====== DATASET RECORDS ======
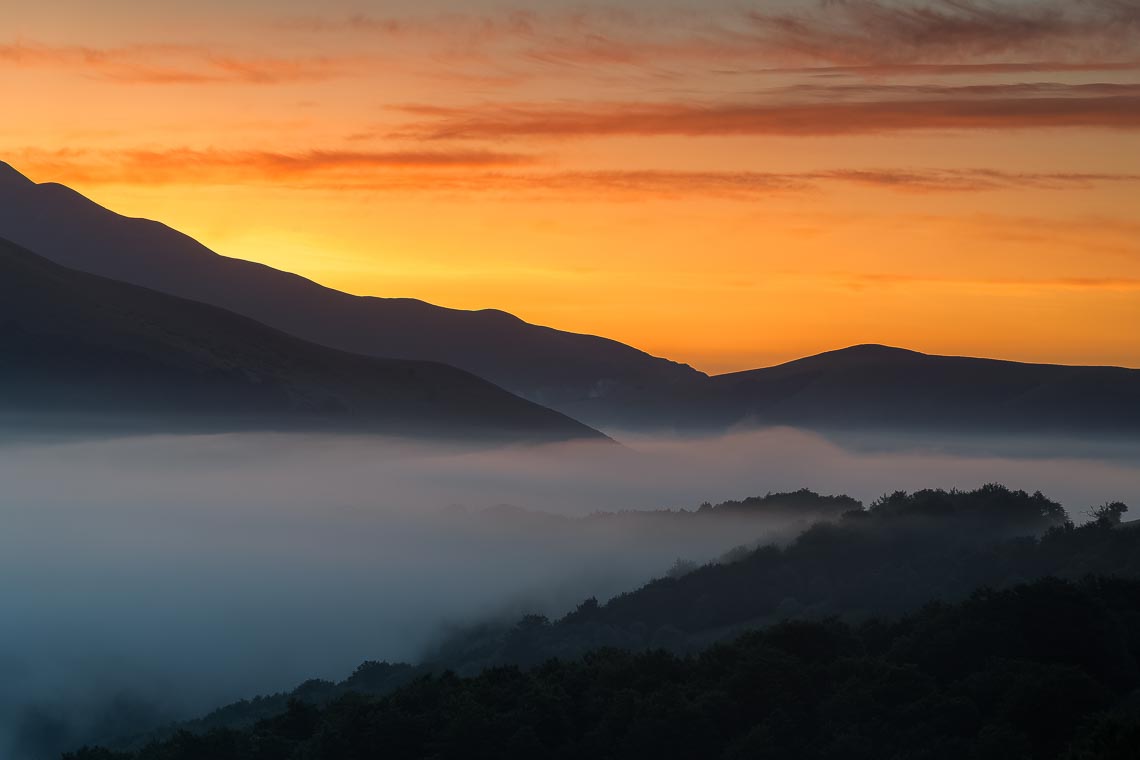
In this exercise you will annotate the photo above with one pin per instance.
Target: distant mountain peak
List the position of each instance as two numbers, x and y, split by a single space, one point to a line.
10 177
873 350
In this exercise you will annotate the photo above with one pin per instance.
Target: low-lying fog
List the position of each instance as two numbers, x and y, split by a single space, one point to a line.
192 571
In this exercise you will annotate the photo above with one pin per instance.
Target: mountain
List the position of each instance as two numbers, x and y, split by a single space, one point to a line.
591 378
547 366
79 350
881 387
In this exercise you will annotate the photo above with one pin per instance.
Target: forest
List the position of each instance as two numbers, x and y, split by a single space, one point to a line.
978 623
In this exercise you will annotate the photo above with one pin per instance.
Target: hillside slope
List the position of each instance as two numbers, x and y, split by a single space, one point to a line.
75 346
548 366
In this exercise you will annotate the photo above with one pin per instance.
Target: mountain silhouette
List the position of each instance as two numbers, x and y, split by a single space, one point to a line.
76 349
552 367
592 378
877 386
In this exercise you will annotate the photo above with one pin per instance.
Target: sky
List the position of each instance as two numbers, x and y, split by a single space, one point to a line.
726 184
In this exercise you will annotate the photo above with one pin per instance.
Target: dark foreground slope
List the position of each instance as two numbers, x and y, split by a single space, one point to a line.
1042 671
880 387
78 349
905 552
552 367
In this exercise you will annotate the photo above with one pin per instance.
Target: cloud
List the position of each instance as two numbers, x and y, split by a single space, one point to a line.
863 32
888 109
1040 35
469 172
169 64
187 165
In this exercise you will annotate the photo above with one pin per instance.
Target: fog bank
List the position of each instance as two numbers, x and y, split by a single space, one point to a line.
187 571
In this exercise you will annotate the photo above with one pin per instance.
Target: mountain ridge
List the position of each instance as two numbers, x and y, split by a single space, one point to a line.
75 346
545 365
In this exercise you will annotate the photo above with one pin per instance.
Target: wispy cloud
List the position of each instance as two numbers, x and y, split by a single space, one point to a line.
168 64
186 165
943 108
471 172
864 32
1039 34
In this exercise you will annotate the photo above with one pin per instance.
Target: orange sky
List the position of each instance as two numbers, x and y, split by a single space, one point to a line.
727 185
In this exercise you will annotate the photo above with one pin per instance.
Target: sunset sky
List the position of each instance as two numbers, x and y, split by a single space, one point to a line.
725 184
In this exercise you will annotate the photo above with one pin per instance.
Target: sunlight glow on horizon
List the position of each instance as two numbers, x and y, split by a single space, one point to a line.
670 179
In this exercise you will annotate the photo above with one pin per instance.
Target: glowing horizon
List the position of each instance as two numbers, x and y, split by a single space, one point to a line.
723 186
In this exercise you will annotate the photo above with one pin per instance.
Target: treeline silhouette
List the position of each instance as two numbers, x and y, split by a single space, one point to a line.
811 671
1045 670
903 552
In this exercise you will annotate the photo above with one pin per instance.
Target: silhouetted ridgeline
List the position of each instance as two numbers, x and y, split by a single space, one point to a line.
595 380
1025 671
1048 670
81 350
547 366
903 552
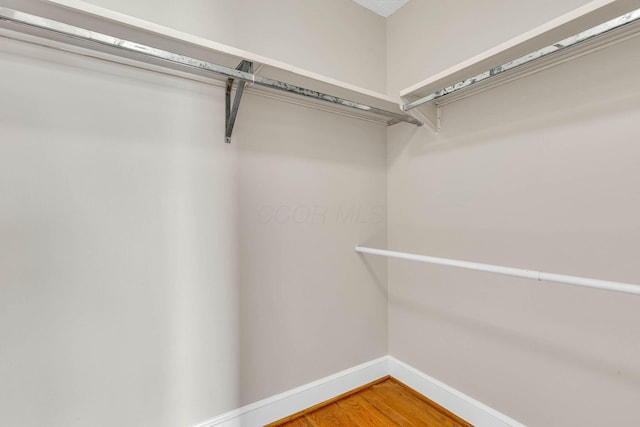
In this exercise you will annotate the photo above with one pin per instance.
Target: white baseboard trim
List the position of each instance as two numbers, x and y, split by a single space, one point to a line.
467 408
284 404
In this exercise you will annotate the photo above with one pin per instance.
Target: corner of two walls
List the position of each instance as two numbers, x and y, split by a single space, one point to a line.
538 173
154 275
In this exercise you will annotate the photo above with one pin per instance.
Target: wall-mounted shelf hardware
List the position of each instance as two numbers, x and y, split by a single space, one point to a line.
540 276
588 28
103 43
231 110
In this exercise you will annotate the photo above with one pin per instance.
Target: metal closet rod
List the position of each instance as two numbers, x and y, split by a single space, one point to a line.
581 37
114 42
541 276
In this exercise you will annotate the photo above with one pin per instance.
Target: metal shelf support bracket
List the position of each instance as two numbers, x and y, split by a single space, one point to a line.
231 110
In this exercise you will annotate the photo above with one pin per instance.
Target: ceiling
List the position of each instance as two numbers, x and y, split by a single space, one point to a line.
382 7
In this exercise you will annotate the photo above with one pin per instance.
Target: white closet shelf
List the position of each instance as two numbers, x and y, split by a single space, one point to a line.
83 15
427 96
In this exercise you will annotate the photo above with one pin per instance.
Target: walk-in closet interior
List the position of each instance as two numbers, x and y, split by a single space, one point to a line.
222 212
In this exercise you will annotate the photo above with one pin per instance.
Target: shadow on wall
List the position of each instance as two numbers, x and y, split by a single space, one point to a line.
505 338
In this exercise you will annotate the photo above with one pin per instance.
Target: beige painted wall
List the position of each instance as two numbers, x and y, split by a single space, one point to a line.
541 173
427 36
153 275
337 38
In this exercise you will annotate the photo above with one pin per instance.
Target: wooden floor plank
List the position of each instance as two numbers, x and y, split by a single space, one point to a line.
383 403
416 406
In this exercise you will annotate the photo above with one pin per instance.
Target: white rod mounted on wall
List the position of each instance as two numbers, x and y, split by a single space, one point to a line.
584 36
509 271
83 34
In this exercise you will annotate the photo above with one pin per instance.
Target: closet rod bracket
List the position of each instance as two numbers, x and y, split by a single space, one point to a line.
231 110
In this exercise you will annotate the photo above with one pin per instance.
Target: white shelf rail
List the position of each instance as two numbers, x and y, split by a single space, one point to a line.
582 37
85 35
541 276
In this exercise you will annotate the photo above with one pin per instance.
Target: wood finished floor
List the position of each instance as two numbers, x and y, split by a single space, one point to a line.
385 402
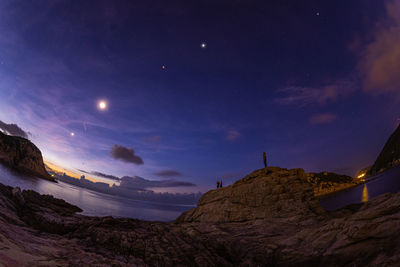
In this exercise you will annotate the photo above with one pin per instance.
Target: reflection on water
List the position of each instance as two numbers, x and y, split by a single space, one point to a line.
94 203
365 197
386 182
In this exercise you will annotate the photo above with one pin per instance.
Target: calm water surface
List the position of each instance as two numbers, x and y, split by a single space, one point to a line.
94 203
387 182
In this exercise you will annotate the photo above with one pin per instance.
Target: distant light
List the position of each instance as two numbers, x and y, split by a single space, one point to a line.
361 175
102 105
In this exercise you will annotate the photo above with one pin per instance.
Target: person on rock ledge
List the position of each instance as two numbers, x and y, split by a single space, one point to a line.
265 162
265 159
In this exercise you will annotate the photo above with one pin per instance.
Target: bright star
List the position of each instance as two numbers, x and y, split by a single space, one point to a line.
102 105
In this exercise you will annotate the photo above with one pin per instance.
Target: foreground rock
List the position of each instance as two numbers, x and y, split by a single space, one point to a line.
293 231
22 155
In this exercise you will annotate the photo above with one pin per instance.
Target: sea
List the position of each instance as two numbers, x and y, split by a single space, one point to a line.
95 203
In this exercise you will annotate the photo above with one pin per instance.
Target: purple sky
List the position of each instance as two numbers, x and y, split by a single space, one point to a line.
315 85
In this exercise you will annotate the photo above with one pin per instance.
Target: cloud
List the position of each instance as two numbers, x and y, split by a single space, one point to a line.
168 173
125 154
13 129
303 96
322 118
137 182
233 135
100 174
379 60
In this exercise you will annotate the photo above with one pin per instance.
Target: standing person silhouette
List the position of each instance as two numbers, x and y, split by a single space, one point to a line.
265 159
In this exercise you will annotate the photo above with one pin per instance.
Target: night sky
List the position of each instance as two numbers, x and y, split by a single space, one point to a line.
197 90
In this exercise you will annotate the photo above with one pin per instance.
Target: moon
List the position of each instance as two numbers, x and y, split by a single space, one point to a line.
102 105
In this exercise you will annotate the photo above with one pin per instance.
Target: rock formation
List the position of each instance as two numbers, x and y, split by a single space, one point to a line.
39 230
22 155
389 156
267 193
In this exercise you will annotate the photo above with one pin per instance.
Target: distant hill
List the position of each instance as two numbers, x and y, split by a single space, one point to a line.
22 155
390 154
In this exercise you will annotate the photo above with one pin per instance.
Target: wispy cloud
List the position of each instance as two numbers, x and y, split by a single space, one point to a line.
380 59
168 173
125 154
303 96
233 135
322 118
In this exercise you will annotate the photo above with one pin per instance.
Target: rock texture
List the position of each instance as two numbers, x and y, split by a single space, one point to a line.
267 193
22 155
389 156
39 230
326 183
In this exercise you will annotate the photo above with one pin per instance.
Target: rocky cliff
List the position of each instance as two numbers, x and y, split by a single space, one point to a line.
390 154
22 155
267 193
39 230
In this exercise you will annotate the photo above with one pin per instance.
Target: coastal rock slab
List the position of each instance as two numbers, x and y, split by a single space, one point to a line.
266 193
======
** SHORT PROBLEM **
How many lines of the records contain the string "mounted"? Reply with the number alone.

** ANSWER TO THE TASK **
2